## Task description
Your task is to copy each line of the records that includes the string "surface".

============

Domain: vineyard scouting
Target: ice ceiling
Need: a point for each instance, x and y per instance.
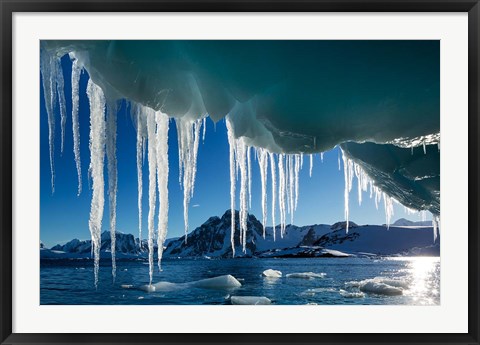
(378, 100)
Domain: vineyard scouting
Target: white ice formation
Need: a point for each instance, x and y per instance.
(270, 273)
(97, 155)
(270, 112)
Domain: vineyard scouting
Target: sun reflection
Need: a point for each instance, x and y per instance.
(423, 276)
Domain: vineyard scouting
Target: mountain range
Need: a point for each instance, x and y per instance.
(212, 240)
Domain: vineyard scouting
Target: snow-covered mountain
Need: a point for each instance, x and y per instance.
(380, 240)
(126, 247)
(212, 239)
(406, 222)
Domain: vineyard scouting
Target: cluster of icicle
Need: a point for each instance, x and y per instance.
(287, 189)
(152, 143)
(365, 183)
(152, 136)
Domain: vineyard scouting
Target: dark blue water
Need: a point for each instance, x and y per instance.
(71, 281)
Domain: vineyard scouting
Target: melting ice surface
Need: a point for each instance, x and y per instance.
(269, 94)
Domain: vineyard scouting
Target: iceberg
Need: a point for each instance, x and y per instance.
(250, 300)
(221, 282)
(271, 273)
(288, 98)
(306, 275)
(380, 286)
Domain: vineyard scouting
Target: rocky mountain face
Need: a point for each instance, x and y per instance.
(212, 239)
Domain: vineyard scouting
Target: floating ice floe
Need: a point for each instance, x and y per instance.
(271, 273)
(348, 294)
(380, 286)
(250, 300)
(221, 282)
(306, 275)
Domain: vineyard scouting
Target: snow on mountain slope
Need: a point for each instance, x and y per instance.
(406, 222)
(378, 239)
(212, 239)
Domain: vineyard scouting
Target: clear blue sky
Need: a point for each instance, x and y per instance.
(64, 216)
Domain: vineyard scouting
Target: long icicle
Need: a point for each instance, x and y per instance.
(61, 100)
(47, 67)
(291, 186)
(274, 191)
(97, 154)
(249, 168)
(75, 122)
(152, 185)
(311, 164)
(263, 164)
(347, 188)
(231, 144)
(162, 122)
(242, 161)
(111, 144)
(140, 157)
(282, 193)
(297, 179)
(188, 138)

============

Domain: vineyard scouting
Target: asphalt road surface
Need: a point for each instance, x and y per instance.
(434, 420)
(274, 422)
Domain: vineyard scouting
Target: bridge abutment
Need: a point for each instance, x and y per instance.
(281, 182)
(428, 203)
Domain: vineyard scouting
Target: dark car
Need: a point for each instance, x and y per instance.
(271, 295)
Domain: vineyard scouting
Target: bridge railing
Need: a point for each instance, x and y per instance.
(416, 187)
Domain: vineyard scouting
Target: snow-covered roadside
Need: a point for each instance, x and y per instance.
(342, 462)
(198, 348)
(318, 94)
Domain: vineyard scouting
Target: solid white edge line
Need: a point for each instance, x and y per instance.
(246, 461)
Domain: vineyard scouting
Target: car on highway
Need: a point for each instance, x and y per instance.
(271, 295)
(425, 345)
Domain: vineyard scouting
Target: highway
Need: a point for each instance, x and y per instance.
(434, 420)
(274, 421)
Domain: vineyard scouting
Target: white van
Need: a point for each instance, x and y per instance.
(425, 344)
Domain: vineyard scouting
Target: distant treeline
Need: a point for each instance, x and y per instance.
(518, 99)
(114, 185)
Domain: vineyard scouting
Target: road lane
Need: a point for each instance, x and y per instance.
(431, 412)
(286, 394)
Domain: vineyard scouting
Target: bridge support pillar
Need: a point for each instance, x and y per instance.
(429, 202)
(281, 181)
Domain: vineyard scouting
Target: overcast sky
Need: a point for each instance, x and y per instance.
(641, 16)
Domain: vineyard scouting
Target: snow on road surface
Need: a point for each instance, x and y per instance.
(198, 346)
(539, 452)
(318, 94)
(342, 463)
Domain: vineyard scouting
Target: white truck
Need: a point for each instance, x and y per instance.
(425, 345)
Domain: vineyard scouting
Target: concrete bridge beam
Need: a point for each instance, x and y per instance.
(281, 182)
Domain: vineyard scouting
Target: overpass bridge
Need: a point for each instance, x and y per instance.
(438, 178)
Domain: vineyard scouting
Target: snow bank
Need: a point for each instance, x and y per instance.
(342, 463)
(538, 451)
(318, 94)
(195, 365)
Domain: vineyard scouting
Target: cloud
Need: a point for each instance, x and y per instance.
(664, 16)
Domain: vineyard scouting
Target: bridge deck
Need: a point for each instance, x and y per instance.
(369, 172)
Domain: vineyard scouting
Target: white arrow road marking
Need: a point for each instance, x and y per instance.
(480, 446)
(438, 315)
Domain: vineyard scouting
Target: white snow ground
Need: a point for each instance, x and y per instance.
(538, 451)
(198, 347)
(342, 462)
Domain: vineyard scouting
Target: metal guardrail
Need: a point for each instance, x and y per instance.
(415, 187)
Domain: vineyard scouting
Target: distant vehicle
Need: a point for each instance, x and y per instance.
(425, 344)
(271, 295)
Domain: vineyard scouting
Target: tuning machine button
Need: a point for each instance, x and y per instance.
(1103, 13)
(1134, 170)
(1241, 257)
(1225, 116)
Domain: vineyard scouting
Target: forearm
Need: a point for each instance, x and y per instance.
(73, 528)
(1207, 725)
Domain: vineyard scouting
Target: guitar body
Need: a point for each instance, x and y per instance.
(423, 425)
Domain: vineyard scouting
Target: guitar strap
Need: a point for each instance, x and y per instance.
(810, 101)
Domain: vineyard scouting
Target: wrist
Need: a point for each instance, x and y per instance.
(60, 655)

============

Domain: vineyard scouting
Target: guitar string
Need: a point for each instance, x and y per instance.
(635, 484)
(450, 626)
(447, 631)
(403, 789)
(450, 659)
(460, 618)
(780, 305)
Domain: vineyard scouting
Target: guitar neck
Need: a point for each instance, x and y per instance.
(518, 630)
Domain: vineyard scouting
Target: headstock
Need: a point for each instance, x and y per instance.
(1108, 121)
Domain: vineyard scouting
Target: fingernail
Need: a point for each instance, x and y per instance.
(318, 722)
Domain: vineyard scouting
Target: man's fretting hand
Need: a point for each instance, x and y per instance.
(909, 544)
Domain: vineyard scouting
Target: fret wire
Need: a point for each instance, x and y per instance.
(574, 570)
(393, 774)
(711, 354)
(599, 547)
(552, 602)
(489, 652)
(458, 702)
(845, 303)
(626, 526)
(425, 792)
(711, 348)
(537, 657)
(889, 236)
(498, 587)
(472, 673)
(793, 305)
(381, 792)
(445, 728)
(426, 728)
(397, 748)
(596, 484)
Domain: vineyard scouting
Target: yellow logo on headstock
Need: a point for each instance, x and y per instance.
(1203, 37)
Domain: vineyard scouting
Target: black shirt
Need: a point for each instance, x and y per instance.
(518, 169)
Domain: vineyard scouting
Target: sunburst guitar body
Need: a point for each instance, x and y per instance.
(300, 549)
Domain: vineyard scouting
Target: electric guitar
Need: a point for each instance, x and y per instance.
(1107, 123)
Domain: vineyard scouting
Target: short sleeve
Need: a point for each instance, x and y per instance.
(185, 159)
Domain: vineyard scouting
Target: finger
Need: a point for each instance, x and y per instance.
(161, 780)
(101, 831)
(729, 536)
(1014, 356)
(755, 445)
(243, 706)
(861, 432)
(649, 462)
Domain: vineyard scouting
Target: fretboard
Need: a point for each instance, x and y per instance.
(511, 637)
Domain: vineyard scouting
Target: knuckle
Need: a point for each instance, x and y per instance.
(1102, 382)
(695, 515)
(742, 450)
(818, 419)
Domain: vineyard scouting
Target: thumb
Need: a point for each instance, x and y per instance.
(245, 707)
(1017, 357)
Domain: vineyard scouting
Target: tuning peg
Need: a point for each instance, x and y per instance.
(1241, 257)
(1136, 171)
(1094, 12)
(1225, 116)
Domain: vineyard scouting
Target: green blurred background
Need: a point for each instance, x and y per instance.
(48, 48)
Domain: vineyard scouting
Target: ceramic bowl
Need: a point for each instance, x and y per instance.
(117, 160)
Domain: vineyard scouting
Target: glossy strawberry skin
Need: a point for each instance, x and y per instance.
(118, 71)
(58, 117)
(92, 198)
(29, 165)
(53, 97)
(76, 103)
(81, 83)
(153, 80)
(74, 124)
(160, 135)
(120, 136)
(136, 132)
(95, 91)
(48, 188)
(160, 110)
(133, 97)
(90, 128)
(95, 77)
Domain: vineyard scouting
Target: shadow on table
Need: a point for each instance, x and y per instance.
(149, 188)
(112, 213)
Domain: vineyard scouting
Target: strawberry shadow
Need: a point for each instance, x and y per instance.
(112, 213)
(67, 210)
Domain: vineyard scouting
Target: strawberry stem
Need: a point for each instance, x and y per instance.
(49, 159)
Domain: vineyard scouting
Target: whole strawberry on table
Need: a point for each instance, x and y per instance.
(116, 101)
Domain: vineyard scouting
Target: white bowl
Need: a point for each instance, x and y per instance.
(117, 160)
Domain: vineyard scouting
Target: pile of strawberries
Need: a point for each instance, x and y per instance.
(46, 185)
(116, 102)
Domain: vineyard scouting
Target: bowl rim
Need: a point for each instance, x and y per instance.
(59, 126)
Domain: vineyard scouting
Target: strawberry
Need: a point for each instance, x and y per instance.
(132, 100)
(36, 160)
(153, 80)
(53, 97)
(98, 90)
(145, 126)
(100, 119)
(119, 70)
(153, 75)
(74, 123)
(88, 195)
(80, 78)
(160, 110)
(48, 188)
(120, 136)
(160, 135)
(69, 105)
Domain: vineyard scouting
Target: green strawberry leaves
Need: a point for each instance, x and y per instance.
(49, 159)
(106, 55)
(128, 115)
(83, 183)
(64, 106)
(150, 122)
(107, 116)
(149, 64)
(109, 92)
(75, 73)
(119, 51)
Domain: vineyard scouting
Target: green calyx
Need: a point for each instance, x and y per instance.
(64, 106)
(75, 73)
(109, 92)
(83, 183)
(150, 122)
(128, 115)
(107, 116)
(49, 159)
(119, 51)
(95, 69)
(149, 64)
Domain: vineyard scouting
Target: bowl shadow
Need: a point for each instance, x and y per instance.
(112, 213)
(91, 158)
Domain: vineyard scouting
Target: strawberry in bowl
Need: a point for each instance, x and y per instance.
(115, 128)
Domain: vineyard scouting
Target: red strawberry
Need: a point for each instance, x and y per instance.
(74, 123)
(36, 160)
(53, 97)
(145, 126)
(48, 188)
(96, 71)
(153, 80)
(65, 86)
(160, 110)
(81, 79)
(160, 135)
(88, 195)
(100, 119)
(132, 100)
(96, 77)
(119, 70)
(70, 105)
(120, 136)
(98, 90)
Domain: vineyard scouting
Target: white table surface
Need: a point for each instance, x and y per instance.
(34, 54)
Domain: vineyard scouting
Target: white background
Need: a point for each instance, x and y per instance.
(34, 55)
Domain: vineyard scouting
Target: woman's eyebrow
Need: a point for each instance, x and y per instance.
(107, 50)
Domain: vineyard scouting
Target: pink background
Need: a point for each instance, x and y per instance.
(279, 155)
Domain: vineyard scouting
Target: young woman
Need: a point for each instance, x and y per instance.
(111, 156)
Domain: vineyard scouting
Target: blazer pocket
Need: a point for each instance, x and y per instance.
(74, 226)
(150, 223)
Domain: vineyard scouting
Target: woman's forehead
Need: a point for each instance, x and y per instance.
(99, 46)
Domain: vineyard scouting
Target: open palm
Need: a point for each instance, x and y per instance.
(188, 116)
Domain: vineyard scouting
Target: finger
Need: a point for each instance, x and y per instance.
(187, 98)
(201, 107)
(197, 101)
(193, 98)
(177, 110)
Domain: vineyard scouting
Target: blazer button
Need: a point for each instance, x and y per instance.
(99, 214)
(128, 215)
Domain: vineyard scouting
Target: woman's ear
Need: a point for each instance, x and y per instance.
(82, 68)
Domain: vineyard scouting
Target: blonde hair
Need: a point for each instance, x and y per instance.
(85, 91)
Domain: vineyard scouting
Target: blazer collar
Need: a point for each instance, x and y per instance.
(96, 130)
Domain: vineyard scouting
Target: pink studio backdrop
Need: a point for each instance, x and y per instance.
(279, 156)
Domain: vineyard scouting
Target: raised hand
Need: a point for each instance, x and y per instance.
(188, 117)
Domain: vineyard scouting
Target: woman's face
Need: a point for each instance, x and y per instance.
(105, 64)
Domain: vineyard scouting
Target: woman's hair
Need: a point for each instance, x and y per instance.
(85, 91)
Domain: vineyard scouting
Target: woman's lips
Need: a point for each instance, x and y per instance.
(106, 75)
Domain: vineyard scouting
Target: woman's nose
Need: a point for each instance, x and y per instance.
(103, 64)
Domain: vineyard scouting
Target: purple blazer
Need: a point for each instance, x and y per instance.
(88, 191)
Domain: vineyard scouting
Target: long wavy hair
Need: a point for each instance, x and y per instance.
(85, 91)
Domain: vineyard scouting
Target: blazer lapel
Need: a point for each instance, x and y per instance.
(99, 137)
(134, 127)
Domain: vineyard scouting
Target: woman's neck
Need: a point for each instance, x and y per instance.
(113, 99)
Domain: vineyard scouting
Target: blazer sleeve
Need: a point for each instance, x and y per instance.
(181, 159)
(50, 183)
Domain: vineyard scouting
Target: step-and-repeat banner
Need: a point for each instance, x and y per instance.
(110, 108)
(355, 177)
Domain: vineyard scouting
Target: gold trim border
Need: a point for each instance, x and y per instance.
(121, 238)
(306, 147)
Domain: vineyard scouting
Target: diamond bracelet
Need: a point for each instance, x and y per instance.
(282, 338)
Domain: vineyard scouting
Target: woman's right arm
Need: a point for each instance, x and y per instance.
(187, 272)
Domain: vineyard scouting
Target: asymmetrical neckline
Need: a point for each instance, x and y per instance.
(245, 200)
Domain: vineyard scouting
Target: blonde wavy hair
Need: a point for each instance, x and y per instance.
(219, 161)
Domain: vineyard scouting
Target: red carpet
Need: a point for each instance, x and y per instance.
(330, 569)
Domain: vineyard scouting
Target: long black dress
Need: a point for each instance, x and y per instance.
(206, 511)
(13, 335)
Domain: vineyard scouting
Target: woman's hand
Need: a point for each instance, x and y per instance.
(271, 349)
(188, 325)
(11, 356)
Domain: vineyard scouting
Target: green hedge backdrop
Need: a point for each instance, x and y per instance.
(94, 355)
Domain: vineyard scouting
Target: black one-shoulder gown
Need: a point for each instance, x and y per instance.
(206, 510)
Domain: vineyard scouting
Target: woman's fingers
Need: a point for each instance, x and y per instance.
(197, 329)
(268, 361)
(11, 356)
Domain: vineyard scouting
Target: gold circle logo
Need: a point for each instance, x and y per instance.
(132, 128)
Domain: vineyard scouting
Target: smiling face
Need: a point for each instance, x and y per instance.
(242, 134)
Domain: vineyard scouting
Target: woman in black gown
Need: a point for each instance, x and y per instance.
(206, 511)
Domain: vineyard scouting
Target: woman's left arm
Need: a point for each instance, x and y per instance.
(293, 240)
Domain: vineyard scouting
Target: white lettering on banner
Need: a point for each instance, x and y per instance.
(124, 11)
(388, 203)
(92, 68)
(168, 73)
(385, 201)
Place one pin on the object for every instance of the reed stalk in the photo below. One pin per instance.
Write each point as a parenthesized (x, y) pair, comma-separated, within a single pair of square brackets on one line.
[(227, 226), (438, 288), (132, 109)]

============

## The answer
Target: melting ice surface
Target: asphalt road surface
Target: snow on road surface
Target: white table surface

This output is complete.